** Task statement **
The required copy runs from the first line of the material through the line containing "TARGET = car's rear wheel", exactly as written and without pictures.

Segment Open

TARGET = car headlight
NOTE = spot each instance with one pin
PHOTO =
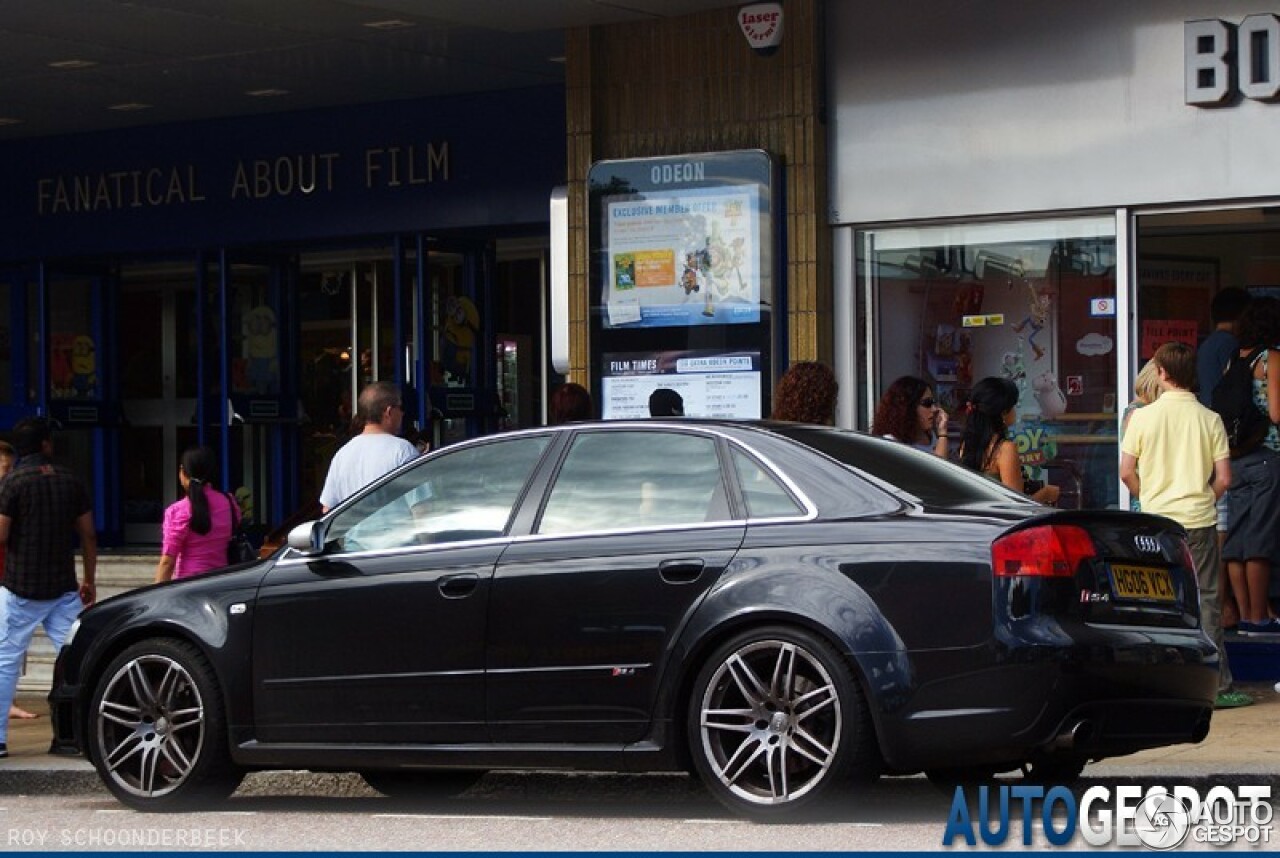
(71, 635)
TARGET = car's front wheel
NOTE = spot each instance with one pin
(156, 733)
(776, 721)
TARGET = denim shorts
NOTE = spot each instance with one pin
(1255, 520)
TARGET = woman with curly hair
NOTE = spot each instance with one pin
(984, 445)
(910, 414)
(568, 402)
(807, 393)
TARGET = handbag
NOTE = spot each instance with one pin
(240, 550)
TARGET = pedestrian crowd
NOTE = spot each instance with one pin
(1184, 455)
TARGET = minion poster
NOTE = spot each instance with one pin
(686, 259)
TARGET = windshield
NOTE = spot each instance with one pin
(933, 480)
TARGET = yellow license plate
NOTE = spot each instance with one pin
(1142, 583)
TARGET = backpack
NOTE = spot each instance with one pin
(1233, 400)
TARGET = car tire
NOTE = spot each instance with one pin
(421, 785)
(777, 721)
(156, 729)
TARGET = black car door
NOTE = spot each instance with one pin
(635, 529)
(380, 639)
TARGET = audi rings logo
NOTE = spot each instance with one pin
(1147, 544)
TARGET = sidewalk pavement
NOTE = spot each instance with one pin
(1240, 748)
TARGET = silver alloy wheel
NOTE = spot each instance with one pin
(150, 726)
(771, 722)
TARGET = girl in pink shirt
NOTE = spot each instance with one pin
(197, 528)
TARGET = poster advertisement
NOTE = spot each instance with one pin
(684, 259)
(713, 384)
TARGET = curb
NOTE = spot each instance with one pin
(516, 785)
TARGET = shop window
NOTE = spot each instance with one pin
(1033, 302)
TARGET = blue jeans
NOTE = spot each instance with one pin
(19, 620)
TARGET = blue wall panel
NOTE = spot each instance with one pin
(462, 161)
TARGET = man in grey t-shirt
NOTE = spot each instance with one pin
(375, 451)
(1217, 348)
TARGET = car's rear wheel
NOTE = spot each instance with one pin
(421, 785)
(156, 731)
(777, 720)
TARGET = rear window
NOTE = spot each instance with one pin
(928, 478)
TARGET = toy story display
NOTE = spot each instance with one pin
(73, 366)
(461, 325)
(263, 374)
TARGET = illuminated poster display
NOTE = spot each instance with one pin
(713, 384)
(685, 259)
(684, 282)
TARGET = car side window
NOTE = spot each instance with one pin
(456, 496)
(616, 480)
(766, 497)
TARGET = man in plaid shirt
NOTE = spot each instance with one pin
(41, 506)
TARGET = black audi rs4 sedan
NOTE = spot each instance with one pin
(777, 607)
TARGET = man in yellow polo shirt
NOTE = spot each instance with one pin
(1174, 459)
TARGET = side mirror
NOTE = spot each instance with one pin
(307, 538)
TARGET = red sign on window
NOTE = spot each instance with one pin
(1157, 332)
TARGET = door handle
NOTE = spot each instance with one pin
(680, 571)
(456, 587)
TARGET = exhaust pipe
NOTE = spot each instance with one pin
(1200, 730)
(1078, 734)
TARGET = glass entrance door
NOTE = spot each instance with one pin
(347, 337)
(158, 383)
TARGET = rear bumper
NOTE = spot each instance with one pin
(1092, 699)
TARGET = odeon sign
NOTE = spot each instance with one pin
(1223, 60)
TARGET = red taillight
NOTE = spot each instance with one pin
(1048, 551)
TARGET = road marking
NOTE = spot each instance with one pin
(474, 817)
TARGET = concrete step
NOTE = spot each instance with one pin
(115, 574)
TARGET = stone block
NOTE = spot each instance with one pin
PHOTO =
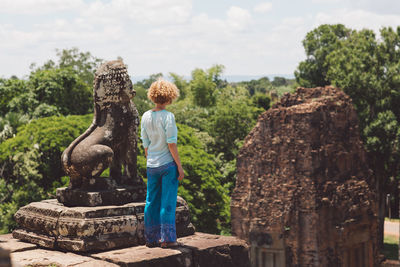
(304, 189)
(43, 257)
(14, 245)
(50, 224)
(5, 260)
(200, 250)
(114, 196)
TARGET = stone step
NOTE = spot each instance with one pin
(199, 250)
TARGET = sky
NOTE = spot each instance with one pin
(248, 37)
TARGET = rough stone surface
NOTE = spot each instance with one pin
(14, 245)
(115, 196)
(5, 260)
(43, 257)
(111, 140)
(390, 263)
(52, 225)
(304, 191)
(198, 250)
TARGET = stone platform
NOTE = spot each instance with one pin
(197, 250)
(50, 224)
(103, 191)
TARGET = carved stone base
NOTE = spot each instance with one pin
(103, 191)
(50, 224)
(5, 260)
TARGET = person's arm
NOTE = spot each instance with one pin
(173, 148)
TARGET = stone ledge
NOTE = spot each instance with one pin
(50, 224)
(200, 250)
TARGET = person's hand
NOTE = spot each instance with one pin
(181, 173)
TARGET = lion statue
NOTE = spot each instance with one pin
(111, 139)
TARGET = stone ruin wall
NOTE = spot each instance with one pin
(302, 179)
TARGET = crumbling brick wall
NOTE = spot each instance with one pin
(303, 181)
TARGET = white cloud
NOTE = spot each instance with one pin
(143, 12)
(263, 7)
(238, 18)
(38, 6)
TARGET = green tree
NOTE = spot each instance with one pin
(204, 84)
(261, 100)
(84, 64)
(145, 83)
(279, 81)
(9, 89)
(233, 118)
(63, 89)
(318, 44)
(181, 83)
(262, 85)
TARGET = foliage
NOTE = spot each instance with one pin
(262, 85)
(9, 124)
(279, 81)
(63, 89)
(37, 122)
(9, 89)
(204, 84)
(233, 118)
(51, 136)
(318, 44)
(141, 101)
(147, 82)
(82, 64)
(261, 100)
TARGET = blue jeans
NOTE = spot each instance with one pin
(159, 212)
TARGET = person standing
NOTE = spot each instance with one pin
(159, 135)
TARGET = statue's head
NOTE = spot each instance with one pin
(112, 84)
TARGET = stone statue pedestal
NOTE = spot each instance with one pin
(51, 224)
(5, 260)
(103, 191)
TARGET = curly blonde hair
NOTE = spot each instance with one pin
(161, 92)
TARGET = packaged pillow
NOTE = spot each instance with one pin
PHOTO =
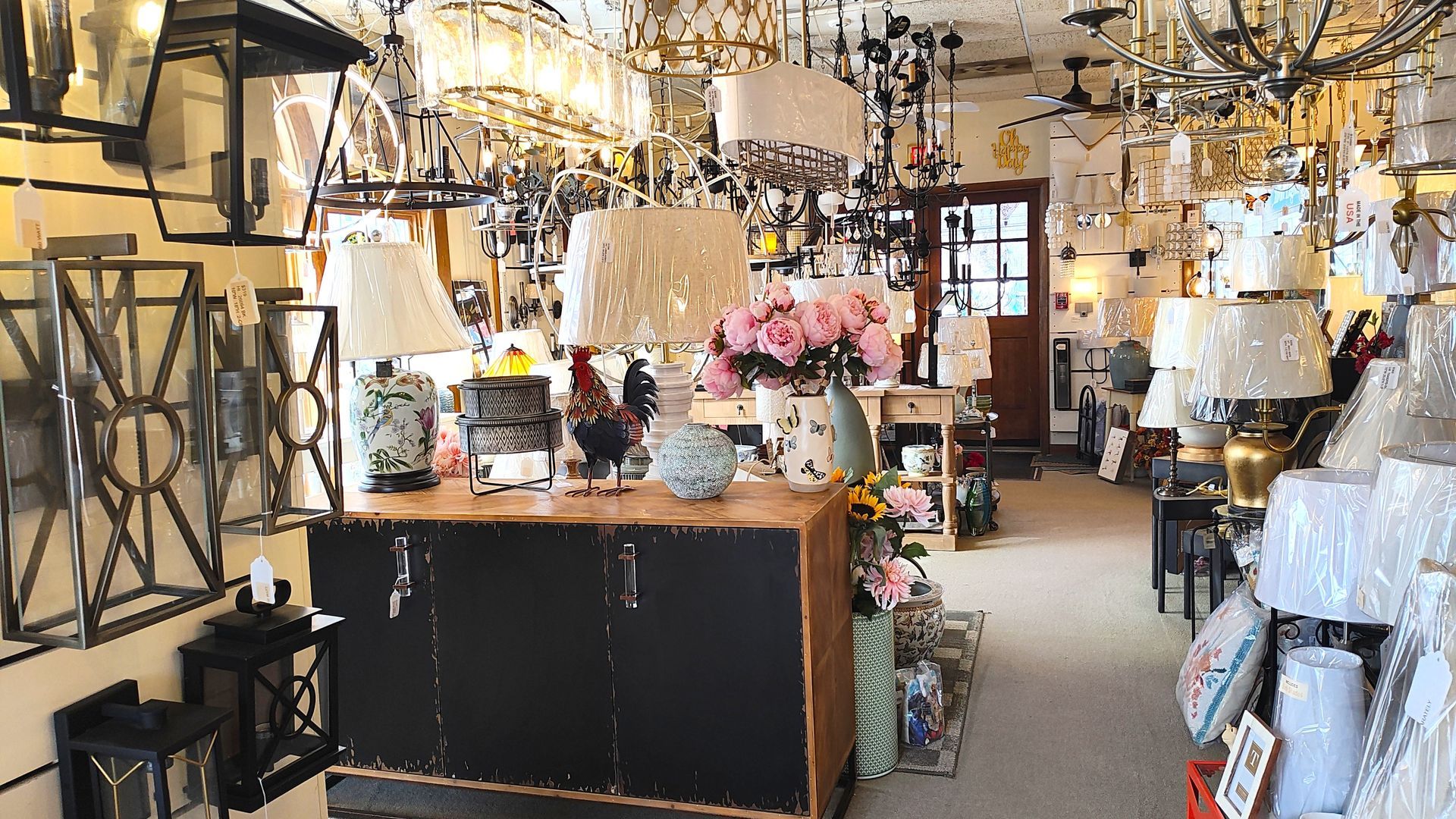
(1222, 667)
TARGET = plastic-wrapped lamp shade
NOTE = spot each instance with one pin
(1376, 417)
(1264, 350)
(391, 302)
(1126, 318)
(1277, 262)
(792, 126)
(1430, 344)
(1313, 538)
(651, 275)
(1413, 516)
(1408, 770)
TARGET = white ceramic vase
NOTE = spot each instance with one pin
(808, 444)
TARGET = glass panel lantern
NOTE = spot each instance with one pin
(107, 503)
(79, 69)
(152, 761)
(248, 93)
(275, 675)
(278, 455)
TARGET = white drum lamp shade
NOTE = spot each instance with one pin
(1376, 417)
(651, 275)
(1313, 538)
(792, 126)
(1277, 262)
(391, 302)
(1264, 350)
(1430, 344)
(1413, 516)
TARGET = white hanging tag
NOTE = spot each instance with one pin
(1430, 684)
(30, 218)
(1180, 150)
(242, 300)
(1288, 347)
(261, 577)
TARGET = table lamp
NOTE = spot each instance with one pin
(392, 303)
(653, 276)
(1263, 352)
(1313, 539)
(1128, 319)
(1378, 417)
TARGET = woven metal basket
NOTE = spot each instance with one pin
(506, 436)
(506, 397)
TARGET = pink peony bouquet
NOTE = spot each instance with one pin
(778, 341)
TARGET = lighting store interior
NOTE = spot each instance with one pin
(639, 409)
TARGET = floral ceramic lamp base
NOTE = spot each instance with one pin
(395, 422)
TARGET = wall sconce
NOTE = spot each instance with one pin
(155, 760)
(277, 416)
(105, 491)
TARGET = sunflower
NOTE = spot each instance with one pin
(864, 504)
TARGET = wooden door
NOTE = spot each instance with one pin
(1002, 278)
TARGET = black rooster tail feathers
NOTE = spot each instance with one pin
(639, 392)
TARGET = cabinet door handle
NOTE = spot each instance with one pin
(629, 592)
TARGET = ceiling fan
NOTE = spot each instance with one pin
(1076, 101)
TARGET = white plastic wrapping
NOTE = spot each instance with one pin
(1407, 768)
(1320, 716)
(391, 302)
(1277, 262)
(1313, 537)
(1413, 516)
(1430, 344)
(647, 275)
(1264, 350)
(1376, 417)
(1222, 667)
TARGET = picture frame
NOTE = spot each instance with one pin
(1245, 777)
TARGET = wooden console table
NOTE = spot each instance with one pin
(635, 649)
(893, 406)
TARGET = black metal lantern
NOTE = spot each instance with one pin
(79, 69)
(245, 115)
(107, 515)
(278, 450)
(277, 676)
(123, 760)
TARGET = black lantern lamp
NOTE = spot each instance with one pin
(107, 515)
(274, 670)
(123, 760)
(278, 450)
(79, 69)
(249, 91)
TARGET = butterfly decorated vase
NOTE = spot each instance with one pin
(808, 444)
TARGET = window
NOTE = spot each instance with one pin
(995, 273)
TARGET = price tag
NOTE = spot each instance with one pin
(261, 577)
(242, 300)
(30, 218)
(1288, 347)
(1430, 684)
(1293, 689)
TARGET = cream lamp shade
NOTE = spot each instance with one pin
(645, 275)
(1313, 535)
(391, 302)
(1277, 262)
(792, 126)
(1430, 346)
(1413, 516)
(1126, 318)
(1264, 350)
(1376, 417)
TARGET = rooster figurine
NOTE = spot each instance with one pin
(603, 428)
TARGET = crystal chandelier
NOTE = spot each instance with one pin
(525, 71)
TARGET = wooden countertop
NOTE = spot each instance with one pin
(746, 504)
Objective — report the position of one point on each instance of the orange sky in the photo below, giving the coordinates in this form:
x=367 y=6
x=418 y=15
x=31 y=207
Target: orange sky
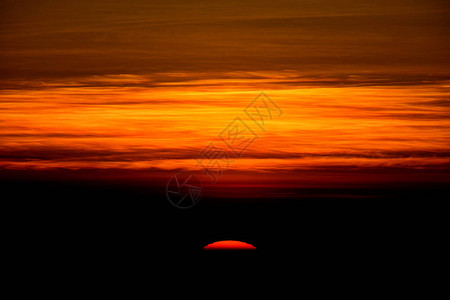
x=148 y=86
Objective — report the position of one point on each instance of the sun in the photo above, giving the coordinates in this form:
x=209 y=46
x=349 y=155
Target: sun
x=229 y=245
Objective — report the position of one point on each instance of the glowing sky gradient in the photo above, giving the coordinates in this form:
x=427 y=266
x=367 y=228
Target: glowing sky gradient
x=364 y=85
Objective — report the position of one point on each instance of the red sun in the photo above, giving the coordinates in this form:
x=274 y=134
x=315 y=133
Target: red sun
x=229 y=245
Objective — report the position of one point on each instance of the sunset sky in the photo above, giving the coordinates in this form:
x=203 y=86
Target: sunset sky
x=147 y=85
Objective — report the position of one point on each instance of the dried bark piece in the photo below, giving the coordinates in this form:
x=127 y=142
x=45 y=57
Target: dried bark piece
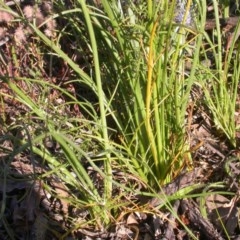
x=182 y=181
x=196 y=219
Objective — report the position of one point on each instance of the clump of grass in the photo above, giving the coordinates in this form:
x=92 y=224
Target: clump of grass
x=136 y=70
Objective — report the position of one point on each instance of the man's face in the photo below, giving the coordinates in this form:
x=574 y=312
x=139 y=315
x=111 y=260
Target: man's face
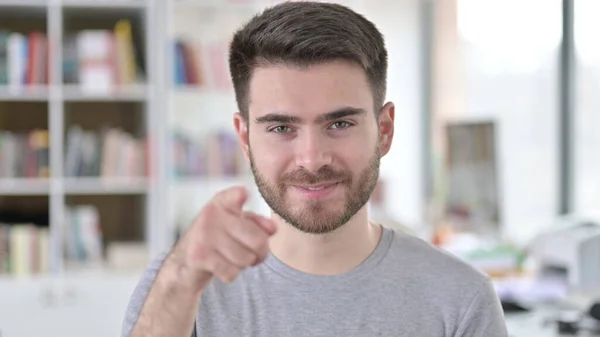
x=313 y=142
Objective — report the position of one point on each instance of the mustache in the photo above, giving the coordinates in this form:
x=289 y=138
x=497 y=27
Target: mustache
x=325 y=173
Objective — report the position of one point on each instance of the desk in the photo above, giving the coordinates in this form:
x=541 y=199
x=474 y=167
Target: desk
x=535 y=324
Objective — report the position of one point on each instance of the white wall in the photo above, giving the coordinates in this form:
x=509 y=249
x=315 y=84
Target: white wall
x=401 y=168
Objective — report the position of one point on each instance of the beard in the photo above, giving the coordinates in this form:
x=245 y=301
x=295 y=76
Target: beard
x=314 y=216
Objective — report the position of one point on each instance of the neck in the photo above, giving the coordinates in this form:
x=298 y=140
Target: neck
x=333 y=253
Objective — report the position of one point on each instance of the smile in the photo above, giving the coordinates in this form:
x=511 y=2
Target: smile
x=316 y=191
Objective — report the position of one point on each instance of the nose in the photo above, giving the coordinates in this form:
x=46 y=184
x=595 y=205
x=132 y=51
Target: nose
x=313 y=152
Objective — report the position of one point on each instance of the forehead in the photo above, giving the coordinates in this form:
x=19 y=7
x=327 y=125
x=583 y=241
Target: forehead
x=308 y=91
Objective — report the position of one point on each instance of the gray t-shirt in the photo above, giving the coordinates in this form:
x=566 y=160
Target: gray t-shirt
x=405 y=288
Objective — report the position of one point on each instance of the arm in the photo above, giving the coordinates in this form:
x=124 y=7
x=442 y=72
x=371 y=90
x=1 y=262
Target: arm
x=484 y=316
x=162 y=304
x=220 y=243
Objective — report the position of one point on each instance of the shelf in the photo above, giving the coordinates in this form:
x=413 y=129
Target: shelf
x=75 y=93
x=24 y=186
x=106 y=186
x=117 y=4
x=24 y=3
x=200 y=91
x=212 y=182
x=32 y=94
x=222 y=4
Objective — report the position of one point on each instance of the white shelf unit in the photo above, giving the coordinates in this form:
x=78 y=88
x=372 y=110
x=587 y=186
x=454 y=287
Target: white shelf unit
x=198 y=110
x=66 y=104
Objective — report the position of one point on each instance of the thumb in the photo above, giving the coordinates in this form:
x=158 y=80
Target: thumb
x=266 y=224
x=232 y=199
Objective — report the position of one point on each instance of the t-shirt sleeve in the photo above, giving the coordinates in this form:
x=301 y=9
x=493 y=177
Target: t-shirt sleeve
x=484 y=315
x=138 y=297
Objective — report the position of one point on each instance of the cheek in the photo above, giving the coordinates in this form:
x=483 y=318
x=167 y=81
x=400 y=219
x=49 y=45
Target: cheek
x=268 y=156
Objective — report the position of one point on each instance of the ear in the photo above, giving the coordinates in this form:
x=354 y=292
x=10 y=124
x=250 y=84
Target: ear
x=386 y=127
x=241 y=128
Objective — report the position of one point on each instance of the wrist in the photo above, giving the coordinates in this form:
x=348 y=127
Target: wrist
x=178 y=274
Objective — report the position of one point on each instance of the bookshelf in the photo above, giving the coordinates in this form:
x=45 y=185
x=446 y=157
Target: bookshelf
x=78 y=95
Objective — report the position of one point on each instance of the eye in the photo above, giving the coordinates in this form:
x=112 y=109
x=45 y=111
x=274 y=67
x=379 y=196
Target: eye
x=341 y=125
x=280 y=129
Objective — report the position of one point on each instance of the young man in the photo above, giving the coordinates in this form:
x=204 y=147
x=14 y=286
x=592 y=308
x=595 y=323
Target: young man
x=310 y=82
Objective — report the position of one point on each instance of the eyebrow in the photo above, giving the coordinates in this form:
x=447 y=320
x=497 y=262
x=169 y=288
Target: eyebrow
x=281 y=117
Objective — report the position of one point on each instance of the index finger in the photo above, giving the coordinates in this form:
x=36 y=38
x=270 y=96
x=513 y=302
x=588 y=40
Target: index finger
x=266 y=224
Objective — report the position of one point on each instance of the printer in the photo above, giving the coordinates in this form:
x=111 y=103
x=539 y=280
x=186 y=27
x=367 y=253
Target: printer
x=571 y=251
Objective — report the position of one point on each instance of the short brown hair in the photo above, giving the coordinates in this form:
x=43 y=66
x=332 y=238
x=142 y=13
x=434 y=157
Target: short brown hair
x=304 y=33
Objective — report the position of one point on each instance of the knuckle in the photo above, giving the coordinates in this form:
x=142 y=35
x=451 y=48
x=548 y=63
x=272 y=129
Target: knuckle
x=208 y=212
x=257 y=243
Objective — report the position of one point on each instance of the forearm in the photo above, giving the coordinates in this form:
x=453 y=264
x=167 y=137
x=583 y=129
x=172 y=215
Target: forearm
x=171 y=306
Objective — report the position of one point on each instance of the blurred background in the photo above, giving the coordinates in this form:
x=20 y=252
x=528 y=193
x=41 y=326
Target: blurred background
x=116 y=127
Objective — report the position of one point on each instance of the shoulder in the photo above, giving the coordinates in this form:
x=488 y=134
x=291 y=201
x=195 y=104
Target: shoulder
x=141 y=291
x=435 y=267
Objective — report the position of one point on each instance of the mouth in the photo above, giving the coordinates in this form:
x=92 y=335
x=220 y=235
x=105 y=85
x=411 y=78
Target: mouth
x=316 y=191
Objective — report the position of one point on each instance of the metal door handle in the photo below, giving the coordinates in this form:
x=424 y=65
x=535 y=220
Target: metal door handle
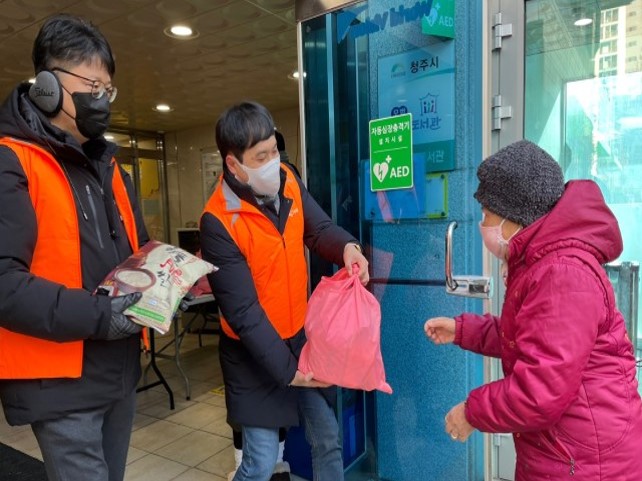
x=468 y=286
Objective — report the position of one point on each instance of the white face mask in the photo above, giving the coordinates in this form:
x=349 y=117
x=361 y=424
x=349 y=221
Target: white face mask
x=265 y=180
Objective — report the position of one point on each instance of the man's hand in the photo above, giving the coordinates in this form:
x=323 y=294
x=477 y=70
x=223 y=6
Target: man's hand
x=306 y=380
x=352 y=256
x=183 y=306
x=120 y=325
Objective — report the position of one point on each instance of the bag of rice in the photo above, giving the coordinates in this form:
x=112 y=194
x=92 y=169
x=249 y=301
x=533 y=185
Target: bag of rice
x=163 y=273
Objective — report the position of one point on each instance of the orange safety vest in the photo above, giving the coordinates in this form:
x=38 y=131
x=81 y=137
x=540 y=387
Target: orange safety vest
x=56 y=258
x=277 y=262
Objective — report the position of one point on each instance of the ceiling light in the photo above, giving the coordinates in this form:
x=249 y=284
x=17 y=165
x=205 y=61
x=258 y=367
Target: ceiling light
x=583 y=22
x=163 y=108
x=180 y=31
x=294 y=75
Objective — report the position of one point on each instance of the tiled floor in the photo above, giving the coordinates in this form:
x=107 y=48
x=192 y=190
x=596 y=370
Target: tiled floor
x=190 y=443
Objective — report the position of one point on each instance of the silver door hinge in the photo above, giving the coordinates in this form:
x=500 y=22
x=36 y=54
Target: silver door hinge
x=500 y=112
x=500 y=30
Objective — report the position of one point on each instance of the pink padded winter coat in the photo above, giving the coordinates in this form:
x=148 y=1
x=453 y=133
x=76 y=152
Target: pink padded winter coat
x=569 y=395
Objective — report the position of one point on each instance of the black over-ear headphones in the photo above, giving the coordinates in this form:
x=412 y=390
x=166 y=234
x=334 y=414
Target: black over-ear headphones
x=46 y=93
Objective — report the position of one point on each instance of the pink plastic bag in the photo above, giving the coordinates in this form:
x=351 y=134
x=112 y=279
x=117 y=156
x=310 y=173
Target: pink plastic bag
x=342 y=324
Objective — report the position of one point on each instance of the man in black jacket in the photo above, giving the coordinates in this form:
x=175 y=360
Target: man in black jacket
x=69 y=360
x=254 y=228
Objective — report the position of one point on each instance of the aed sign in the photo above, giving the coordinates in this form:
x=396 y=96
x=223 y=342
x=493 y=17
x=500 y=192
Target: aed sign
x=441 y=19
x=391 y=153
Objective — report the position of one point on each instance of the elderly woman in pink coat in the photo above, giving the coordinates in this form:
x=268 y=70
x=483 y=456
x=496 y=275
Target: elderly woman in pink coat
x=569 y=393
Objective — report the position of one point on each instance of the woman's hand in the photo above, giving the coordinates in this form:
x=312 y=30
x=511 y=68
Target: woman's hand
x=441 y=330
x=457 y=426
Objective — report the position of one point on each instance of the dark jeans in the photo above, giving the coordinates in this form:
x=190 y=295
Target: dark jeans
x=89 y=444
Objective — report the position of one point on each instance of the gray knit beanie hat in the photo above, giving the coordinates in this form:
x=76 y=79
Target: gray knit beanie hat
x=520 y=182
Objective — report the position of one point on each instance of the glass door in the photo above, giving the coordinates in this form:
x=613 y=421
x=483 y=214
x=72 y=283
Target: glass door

Segment Closed

** Task solution **
TARGET = car headlight
NOTE = spot each instance with one pin
PHOTO =
(71, 635)
TARGET = car's front wheel
NOTE = spot each instance with one pin
(156, 733)
(776, 721)
TARGET = denim shorts
NOTE = spot each instance with one pin
(1255, 520)
TARGET = woman with curly hair
NOTE = spot each instance with one pin
(984, 445)
(910, 414)
(568, 402)
(807, 393)
TARGET = handbag
NOTE = spot each instance with one pin
(240, 550)
TARGET = pedestrian crowd
NOTE = spot each instance with one pin
(1184, 455)
TARGET = minion poster
NOTE = spot each instance with one pin
(686, 259)
TARGET = windshield
NOTE = spot each instance with one pin
(933, 480)
TARGET = yellow license plate
NOTE = spot each instance with one pin
(1142, 583)
TARGET = backpack
NOTE = spot each instance with one pin
(1233, 400)
TARGET = car tire
NOTE = spot each instance with one pin
(421, 785)
(777, 721)
(156, 729)
TARGET = black car door
NOTE = spot each instance with one pin
(635, 529)
(380, 639)
TARGET = audi rings logo
NOTE = spot each instance with one pin
(1147, 544)
TARGET = sidewalk pavement
NOTE = spot each instance with one pin
(1240, 748)
TARGET = silver alloy wheel
NOTE = spot each instance with one pin
(150, 726)
(771, 722)
TARGET = girl in pink shirt
NOTE = spot each instance with one pin
(197, 528)
TARGET = poster advertisement
NOTE = spot each instance with one pin
(684, 259)
(713, 384)
TARGET = curb
NOTE = spot each instance with one pin
(516, 785)
TARGET = shop window
NOTE = spot each instance with one pin
(1033, 302)
TARGET = blue jeans
NOTE = spot each instance with one pin
(19, 620)
TARGET = blue wall panel
NOTE = spot each instance with one pin
(462, 161)
TARGET = man in grey t-shirt
NOTE = spot each instance with one pin
(375, 451)
(1217, 348)
TARGET = car's rear wheel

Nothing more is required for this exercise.